SET EXERCISE => Print exactly, and only, the lines running from the line containing "human hand in the photo above." through the end of the records below.

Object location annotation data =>
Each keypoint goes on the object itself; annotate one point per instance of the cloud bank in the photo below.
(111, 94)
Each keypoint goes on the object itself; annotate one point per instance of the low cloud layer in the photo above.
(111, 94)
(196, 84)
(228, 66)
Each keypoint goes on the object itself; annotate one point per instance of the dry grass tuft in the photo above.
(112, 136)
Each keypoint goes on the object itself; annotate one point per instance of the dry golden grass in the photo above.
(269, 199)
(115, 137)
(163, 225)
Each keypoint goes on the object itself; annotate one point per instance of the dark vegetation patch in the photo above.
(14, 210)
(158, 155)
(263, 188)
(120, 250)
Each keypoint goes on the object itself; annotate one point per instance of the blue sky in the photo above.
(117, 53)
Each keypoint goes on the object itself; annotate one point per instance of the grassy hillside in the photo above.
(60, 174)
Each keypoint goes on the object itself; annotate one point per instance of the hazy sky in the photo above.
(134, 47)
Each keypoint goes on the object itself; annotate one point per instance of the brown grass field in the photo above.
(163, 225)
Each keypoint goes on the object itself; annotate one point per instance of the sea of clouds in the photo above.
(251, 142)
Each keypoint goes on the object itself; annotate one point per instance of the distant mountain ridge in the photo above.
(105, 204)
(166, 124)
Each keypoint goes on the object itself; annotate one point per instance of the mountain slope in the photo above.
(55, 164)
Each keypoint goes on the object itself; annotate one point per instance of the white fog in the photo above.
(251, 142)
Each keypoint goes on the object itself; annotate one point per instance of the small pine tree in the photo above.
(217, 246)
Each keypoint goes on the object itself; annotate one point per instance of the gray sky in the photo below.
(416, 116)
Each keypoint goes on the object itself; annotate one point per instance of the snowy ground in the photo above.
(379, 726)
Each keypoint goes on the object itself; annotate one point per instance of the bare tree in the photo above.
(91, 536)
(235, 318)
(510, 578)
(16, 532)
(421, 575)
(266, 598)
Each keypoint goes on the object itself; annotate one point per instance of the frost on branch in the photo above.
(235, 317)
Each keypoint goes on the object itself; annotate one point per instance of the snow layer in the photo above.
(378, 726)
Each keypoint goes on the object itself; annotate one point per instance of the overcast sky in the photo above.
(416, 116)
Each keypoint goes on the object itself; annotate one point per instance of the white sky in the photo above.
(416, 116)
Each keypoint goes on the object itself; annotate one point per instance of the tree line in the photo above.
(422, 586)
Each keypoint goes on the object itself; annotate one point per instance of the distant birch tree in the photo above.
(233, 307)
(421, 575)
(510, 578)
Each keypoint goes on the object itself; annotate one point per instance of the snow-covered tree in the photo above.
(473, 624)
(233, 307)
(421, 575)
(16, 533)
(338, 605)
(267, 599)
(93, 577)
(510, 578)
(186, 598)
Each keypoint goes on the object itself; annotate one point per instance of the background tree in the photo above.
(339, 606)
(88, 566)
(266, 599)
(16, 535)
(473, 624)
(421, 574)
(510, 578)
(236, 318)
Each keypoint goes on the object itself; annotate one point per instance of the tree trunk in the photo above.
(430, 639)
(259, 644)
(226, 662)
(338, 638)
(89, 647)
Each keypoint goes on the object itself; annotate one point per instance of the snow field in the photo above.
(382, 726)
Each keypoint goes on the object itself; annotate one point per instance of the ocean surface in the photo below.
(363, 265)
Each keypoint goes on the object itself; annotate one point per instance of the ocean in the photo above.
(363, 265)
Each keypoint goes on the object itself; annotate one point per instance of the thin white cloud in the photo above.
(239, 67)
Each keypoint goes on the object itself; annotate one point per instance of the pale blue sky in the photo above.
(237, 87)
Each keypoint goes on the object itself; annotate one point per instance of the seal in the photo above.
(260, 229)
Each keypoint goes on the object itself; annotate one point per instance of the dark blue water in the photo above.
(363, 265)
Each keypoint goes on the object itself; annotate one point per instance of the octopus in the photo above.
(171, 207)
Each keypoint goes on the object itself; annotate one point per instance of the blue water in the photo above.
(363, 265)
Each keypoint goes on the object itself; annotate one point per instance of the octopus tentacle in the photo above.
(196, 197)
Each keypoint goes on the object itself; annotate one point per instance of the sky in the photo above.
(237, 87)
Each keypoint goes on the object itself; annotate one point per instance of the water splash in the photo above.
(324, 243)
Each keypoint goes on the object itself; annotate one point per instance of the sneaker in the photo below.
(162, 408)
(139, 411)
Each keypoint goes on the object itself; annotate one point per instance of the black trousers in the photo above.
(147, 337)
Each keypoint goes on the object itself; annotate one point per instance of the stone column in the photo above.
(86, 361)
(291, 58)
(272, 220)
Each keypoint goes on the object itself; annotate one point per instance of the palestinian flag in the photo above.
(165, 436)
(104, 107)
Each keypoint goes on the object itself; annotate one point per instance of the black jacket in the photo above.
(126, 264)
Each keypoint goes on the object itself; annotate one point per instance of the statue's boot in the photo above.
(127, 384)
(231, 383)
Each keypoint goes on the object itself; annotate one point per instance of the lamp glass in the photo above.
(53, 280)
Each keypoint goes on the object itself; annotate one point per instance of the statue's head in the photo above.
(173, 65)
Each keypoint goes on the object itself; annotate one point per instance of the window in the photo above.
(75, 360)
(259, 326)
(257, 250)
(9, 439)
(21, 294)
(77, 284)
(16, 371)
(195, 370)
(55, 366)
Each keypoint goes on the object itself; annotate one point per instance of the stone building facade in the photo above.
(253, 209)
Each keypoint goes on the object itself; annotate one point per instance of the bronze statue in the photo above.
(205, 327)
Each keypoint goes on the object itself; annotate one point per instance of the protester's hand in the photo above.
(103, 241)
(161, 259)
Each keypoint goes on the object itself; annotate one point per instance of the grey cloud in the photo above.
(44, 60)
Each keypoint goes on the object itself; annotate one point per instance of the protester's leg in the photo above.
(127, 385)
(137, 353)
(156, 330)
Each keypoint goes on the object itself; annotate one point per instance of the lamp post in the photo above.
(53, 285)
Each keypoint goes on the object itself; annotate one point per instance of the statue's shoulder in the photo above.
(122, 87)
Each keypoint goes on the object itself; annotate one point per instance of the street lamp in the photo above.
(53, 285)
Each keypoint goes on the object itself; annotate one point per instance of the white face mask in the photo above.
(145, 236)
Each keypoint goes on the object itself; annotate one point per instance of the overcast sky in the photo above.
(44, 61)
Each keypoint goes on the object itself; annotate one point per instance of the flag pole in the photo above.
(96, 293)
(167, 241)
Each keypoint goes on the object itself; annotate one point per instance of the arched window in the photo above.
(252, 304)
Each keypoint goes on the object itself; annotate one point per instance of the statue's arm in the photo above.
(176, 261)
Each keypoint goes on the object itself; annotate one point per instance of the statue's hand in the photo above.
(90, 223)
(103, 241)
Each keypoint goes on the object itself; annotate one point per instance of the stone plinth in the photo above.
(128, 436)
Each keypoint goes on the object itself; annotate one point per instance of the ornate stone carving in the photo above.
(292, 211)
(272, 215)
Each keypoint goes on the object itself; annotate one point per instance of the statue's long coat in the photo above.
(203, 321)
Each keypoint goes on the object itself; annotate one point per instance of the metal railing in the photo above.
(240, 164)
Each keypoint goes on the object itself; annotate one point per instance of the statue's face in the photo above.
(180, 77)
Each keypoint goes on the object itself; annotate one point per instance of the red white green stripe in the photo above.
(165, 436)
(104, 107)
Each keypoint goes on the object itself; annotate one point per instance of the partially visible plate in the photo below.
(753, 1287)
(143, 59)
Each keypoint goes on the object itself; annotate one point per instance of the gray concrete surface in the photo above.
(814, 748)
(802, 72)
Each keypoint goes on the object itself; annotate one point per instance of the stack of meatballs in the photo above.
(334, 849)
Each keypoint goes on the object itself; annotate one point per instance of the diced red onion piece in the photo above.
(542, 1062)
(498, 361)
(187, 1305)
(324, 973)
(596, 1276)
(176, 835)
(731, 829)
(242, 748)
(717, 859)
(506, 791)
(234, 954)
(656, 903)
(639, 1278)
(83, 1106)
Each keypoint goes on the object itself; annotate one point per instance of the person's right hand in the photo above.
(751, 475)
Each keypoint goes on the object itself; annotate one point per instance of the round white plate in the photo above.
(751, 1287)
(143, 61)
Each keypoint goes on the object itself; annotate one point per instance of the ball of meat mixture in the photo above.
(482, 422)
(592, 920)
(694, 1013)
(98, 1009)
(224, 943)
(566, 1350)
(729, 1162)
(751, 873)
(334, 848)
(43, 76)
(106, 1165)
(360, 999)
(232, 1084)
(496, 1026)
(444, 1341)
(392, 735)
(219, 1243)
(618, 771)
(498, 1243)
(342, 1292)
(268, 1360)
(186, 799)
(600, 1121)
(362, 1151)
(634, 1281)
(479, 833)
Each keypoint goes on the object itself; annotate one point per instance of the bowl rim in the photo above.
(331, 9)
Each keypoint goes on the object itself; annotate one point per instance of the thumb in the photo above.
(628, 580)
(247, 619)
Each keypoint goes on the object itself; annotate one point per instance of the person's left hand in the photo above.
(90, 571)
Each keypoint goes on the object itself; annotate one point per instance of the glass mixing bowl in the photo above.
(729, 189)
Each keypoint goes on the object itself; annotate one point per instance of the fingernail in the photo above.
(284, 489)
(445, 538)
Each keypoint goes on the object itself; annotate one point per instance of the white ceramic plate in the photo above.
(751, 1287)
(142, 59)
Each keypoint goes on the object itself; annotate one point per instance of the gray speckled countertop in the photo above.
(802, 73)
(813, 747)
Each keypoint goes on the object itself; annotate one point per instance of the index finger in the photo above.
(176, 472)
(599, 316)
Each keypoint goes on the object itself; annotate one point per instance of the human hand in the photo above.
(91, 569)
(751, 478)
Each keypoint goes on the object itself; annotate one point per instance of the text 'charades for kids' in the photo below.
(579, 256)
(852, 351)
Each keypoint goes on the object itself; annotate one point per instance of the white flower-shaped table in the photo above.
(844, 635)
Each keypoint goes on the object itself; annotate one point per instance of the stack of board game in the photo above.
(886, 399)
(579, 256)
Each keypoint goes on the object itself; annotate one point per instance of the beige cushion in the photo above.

RESPONSE TO THIS EXERCISE =>
Each keypoint goes on the object itself; annotate one point per instance of the human hand in the photo above.
(91, 569)
(751, 478)
Each keypoint goes on the object itself; annotate one point per instance of the text 'charades for kids' in the photo below.
(579, 256)
(852, 351)
Each keypoint goes on the object itself; annotate one point per instance of the white flower-shaped table in the photo above.
(844, 635)
Each keypoint goes on the object itself; annotate one point per instance of the stack of board game in the photo above.
(886, 399)
(579, 256)
Each keypoint goes on the object itself; annotate one point per instance of the beige cushion in the photo above.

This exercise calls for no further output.